# [WHAT THE EXERCISE ASKS]
Repeat each record below exactly, dropping the pictures.

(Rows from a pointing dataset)
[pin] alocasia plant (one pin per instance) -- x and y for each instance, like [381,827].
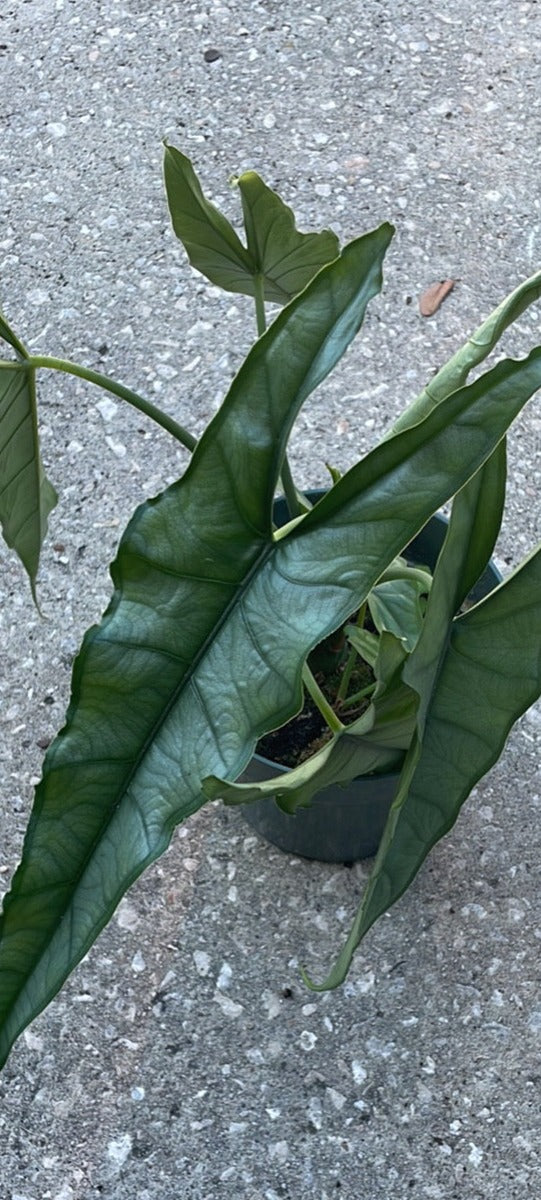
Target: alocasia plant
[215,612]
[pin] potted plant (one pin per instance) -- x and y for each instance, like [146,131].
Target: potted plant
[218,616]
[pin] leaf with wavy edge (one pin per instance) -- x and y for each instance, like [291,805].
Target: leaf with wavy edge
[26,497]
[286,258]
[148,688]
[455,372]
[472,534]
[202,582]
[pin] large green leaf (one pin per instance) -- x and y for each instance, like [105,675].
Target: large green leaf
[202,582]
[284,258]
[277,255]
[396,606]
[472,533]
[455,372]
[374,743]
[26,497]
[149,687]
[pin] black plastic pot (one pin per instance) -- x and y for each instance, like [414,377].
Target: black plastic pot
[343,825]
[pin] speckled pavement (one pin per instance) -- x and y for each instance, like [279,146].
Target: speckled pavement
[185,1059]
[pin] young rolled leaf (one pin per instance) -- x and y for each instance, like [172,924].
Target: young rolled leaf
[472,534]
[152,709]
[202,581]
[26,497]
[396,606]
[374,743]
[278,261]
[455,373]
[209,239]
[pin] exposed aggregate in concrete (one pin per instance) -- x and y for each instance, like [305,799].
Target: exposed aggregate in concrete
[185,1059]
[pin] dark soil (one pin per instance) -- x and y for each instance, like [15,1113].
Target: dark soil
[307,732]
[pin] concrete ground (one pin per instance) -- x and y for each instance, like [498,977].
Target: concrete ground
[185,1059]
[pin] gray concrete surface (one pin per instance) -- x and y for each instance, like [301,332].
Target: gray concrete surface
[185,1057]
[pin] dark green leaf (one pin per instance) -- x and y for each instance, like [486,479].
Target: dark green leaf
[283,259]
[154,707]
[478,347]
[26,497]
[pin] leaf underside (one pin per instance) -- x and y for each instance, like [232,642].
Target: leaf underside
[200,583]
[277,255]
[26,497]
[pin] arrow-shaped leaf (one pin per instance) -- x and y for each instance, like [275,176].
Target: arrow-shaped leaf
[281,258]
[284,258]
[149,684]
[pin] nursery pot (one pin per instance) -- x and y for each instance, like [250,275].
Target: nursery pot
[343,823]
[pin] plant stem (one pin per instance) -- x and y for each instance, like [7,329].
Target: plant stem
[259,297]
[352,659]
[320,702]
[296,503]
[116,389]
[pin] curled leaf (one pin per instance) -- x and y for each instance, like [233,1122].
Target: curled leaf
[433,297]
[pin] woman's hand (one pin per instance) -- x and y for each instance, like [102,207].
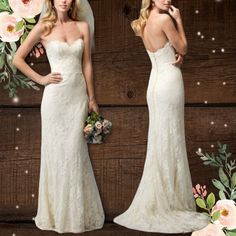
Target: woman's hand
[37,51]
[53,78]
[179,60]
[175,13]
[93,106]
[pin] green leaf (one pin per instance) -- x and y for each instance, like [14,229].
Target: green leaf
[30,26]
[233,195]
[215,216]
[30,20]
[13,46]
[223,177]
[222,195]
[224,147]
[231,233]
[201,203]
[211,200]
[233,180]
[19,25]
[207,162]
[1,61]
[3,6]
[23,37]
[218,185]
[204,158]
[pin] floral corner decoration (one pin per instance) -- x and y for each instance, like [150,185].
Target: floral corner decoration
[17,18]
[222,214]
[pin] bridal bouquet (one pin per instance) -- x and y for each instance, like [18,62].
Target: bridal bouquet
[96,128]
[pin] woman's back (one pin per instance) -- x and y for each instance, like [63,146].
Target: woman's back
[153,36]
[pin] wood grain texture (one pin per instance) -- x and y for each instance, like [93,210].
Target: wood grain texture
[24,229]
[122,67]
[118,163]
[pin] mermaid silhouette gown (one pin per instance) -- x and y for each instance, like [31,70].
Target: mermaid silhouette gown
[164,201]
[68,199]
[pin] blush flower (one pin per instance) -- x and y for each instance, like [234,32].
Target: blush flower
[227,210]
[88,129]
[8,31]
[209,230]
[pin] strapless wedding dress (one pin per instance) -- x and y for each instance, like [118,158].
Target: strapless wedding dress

# [EXERCISE OUTPUT]
[pin] alocasia plant (one pin per instance) -- x and y for each instance, like [381,827].
Target: alocasia plant
[215,612]
[pin] potted plant (one pin per instance) -- x and y for each instance, like [146,131].
Target: potted plant
[218,616]
[pin] leaf with wavy edge (one pin per instance) -- x and y for each instance, like [291,805].
Target: leaf with wavy edge
[26,497]
[286,258]
[148,688]
[455,372]
[472,534]
[202,582]
[pin] large green leaf (one pin per instance) -- x and y for each instance, like [105,675].
Target: large green leaf
[202,582]
[284,258]
[277,255]
[396,606]
[472,533]
[455,372]
[374,743]
[26,497]
[149,687]
[pin] black plastic pot (one pin per instance) -- x and y for each instance, like [414,377].
Target: black plastic pot
[343,825]
[pin] speckled pavement (one pin per instance) -- x and y for each instance, like [279,146].
Target: speckled pavement
[185,1059]
[pin] young rolled leaf (one pin per instance) -- x and y for each instance, like [172,924].
Target: young rolled leaf
[472,534]
[152,709]
[202,581]
[26,497]
[396,606]
[374,743]
[278,261]
[455,373]
[209,239]
[pin] exposed aggregate in concrete (one pin per instance) -- x and y for each instance, like [305,799].
Target: exposed aggregate in concrete
[185,1059]
[pin] dark soil (one pin per instance) -- x and y for each instance, like [15,1113].
Target: dark soil
[307,732]
[pin] concrete ground (one pin per instance) -- x and y for each instance, like [498,977].
Target: concrete ground
[185,1059]
[pin] gray concrete surface (one pin per instance) -- x and y for each instance, like [301,332].
Target: gray concrete surface
[185,1057]
[pin] dark green leaf (one pin per instance) -- x and y for each instance, like [486,479].
Target: dark green leaf
[283,259]
[154,707]
[478,347]
[26,497]
[pin] leaf underside (one pin per instance) -- x and y for each instance, like [232,642].
Target: leaf underside
[200,583]
[277,255]
[26,497]
[pin] arrow-shaped leaf (one pin per instance) -- x and y for each instance, like [275,176].
Target: arrow-shaped leaf
[281,258]
[284,258]
[149,684]
[pin] nursery pot (one pin per instance) -- x and y for each instance, like [250,275].
Target: nursery pot
[343,823]
[pin] plant stem (one pin per instance) -- x and y for each instance, like [7,329].
Target: plant stem
[259,297]
[352,659]
[320,702]
[296,503]
[116,389]
[pin] curled leaf (one pin per instance) -- x and y for each instance, like [233,1122].
Target: curled leaf
[433,297]
[pin] woman's hand (one pin per instance) -- x and y for each instance, like [102,207].
Target: woman's hand
[37,51]
[53,78]
[179,60]
[175,13]
[93,106]
[pin] green leaf (one pin per instance) -- x and y for each instance, like [14,229].
Target: green leaf
[30,26]
[233,195]
[215,216]
[30,20]
[13,46]
[223,177]
[222,195]
[224,147]
[231,233]
[201,203]
[211,200]
[233,180]
[19,25]
[207,162]
[1,61]
[3,6]
[23,37]
[218,185]
[204,158]
[pin] floral corner decoration (one pin per instance) -- x and y for each instance, like [150,185].
Target: floral corner decoration
[17,18]
[222,214]
[pin] bridal bouquet (one pin per instance) -- x and y for each instance, like [18,62].
Target: bridal bouquet
[96,128]
[pin] woman's back (one pin per instance) -- x and y for each instance, like [63,146].
Target: woman's back
[153,36]
[pin] wood grain texture (one pin per instance) -- x and y for each instance, like [93,210].
Target: wood grain texture
[24,229]
[122,67]
[118,163]
[pin] mermaid silhouette gown (one pin per instance) -- x and y for each instance, like [31,70].
Target: mermaid silhouette gown
[164,201]
[68,199]
[pin] blush flower (one pin per instance) -- x and y for each instance, like [234,32].
Target: blush flower
[227,210]
[88,129]
[8,31]
[209,230]
[pin] strapless wedding dress (one pin per instance) -- x and y for each instance, like [118,158].
Target: strapless wedding dress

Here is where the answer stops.